DESCRIPTION OF THE TASK =
Nothing other than the lines from the one containing "Reviewer note: every instance of the black shoe" through the close of the entries below should be printed, each exactly.

Start of SOURCE DATA

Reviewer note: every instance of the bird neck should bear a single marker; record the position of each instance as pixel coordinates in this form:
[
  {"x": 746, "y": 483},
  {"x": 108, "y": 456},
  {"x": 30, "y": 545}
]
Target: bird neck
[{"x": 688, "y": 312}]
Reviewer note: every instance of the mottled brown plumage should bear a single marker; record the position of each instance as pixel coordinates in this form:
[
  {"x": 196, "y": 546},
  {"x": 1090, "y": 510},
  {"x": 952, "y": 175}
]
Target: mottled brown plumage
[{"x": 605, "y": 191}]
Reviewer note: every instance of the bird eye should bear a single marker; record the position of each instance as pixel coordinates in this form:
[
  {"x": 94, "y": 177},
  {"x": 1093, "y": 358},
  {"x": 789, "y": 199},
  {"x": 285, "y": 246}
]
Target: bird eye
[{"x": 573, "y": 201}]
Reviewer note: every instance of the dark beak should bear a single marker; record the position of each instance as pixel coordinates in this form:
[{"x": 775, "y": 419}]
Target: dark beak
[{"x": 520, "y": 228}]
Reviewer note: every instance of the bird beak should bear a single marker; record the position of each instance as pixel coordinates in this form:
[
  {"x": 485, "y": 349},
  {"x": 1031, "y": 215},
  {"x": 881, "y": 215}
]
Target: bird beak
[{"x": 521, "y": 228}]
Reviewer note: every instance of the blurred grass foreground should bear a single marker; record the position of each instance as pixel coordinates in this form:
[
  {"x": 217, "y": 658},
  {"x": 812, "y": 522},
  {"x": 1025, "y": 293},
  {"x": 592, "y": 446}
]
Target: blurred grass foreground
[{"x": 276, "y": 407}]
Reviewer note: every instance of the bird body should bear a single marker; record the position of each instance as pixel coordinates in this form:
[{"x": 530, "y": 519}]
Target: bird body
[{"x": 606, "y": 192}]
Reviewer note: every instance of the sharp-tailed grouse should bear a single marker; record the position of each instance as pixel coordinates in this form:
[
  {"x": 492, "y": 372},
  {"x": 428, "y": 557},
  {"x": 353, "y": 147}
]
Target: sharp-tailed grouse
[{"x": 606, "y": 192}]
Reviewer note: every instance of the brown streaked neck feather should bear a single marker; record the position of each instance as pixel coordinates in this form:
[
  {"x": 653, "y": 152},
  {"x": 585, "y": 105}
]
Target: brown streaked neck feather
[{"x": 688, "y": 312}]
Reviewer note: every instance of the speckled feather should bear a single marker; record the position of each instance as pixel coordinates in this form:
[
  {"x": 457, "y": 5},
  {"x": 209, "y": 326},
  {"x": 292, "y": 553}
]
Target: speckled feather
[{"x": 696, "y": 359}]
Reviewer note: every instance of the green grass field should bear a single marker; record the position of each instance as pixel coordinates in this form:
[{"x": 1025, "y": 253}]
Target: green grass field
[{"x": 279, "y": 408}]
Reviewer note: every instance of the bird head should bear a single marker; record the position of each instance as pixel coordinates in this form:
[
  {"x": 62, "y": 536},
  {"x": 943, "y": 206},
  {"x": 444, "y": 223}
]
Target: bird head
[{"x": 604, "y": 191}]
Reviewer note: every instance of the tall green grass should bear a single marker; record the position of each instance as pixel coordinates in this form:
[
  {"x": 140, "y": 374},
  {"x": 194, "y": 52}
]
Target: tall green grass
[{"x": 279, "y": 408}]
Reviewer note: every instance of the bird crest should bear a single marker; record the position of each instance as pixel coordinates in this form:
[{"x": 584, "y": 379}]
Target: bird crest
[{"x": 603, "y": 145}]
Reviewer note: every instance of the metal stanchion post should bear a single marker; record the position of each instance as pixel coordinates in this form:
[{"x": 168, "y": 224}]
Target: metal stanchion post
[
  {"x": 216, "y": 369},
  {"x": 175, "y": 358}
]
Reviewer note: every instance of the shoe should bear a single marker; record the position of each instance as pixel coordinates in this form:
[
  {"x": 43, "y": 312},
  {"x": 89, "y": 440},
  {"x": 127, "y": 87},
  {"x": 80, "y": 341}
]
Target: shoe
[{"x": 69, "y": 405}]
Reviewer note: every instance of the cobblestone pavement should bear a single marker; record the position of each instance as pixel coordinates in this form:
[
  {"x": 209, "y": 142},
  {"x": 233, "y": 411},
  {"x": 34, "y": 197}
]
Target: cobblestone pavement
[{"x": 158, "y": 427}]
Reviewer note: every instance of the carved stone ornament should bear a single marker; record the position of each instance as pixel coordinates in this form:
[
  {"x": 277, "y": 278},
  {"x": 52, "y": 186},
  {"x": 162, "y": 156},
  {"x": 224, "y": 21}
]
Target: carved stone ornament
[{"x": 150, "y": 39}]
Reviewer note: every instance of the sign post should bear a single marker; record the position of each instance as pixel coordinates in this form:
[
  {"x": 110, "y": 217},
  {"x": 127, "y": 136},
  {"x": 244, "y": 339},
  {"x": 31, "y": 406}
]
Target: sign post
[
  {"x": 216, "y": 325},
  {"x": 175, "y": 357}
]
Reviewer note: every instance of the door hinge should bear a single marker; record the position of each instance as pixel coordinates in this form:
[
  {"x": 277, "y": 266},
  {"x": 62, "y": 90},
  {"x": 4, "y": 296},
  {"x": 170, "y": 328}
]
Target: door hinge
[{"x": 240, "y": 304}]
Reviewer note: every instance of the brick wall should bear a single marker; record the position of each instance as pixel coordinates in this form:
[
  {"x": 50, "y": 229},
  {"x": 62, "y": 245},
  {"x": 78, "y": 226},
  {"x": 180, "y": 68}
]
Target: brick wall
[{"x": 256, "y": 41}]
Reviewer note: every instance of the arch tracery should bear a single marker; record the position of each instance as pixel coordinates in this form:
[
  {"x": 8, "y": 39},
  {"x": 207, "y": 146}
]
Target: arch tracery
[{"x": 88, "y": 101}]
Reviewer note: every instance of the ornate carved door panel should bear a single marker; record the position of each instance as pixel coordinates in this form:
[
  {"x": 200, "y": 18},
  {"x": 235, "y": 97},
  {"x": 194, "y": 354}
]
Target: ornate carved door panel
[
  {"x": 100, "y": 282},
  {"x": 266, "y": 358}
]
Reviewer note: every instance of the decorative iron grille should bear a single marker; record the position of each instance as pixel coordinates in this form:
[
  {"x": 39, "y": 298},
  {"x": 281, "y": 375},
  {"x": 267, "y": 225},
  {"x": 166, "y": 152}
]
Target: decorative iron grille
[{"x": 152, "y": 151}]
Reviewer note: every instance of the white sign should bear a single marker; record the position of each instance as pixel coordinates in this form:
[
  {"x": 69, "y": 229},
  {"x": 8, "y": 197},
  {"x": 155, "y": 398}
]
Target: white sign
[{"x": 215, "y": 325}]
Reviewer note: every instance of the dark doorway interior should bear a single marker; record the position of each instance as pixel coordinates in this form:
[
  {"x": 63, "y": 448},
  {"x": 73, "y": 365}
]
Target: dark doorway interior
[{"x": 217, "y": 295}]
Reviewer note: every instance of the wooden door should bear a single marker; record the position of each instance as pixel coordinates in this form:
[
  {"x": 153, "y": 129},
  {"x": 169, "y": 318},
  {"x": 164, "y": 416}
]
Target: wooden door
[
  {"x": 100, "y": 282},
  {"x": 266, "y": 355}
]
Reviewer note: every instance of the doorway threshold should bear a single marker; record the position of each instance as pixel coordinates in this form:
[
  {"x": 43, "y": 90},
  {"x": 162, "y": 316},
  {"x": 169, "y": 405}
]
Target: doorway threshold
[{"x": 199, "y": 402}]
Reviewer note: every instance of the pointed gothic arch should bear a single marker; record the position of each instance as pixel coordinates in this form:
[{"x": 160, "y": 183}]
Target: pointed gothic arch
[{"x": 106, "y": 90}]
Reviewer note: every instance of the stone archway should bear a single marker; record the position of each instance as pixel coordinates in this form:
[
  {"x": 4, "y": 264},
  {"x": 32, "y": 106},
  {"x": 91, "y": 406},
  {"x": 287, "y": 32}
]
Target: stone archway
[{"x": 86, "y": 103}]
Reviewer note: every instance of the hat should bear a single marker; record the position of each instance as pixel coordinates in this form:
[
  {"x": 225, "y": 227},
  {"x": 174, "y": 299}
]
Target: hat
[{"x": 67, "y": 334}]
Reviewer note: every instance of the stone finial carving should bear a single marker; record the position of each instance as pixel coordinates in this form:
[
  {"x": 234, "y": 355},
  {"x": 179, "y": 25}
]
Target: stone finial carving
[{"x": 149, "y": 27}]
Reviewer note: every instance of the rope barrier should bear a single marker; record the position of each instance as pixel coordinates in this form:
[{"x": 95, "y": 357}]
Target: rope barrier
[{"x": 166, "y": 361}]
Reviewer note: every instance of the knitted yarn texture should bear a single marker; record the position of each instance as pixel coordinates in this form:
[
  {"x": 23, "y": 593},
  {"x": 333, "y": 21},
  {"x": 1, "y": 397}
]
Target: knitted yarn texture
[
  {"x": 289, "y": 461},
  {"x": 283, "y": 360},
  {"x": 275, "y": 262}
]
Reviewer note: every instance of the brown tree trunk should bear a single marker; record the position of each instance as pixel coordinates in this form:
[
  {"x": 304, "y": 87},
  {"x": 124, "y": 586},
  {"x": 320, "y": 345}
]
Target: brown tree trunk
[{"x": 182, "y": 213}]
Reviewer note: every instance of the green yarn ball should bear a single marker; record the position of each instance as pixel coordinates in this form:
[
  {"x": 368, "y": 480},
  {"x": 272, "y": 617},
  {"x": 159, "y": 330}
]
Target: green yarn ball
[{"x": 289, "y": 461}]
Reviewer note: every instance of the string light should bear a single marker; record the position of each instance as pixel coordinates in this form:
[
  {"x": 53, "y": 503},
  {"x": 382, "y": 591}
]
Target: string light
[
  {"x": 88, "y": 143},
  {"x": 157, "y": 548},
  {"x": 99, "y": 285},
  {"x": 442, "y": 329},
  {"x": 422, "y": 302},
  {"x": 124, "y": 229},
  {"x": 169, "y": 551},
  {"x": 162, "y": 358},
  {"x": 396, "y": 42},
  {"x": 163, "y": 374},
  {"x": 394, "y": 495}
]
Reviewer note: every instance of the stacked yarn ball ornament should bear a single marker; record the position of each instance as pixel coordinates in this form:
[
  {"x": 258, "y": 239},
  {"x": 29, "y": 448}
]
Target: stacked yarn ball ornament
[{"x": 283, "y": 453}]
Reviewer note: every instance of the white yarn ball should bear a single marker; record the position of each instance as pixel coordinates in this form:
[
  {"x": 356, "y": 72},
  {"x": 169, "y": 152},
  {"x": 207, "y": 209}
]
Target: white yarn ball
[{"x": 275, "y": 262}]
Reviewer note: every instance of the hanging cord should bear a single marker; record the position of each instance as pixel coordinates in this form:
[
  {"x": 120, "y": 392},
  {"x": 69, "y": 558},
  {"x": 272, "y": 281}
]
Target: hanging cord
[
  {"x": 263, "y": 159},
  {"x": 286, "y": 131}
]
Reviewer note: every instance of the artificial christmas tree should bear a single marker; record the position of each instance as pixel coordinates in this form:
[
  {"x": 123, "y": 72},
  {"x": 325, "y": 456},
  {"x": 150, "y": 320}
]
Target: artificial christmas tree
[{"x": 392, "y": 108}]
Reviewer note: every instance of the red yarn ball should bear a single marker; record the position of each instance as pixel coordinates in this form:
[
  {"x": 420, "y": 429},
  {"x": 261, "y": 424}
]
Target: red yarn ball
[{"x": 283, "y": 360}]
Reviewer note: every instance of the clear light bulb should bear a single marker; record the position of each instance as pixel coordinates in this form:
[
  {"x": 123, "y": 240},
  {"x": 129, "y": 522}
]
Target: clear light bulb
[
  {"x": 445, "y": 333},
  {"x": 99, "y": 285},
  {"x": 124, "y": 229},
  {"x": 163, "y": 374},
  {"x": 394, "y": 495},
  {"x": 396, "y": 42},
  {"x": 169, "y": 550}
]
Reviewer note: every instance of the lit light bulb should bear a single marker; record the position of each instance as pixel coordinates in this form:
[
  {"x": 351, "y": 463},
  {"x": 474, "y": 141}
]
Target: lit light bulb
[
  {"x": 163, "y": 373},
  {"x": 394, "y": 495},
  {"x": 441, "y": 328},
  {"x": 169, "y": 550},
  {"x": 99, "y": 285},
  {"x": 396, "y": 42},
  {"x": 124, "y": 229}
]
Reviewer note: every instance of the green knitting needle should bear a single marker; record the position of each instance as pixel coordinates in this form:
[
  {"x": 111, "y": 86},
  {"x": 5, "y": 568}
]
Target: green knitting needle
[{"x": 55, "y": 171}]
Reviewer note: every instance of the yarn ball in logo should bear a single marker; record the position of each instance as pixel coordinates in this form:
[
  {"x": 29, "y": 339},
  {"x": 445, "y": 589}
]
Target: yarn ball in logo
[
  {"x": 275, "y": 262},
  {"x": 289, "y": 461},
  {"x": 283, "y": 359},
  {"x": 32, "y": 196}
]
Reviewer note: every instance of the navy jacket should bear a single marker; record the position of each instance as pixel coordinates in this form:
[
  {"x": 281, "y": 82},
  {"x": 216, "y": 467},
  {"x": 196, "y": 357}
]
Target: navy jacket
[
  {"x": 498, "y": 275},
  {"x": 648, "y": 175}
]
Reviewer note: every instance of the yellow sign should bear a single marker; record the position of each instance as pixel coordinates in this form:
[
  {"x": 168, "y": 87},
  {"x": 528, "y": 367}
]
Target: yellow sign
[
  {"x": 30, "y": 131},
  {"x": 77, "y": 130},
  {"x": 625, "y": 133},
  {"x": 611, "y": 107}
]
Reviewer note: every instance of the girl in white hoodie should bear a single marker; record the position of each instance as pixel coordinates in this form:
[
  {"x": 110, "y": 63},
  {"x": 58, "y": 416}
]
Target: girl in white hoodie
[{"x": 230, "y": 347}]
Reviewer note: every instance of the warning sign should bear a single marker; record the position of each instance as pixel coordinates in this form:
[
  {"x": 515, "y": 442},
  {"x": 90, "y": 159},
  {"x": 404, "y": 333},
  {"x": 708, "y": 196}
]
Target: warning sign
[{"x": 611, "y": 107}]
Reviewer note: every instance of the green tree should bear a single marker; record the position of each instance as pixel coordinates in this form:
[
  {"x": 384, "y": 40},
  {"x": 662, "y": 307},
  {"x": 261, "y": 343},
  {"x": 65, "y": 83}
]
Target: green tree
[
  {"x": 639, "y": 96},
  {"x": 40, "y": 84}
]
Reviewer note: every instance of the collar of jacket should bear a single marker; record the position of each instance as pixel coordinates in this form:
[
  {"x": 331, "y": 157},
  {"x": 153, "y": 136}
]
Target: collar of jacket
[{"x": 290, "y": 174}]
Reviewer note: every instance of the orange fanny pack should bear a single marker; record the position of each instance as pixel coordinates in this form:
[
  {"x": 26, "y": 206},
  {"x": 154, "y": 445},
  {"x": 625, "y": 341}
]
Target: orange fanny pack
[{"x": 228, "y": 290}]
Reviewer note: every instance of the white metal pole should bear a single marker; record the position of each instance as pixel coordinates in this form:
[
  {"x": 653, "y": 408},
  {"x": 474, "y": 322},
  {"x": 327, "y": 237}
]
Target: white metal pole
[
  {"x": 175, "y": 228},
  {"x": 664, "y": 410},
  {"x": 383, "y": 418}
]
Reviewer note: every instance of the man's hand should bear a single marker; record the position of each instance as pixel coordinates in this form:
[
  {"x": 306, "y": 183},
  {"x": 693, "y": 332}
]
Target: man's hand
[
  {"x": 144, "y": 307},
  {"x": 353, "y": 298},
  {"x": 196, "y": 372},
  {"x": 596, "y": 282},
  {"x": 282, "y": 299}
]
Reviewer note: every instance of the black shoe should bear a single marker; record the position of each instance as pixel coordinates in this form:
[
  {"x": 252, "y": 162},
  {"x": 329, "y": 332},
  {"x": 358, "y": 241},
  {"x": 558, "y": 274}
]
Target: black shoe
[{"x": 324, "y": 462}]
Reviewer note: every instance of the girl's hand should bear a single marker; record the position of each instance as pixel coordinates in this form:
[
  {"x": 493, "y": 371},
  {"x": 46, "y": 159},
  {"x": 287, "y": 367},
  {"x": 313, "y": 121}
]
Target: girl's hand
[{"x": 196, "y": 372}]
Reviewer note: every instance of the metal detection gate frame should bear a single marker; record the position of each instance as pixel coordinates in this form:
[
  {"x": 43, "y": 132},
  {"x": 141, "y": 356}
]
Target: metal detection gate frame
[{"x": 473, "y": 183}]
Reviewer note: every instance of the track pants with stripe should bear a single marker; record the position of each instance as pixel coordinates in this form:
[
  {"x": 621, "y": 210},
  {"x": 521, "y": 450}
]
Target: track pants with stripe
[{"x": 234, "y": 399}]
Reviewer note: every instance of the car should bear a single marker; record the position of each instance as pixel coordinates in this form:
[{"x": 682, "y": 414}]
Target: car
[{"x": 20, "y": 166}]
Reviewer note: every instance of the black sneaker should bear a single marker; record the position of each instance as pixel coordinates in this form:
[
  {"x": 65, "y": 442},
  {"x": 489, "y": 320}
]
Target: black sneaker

End of SOURCE DATA

EXERCISE RESPONSE =
Reviewer note: every instance of the black shoe should bear a single marker; record the position of each instance as pixel coordinates in this form:
[
  {"x": 252, "y": 162},
  {"x": 329, "y": 332},
  {"x": 358, "y": 241},
  {"x": 558, "y": 274}
]
Target: black shoe
[{"x": 324, "y": 462}]
Reviewer note: every instance of the girl's hand should bear a single marker; record the position of each instance as pixel coordinates in this form:
[
  {"x": 493, "y": 371},
  {"x": 46, "y": 159},
  {"x": 287, "y": 367},
  {"x": 313, "y": 121}
]
Target: girl's hand
[{"x": 196, "y": 372}]
Reviewer note: every instance of the metal detection gate frame should bear a single marker; record the position of each instance as pixel coordinates in this form:
[
  {"x": 43, "y": 132},
  {"x": 141, "y": 356}
]
Target: metal detection gate frame
[{"x": 473, "y": 183}]
Reviewer note: every instance of the track pants with stripe should bear a single marker; record the position of each instance as pixel coordinates in this form:
[
  {"x": 621, "y": 210},
  {"x": 521, "y": 450}
]
Target: track pants with stripe
[{"x": 234, "y": 399}]
Reviewer note: every instance of the car should bear a single marker; record the position of each instance as pixel coordinates in this form:
[{"x": 682, "y": 414}]
Target: car
[{"x": 20, "y": 166}]
Reviewer note: every instance of the black sneaker should bear a single marker; record the position of each instance as pixel coordinates in this form:
[
  {"x": 65, "y": 442},
  {"x": 489, "y": 320}
]
Target: black sneaker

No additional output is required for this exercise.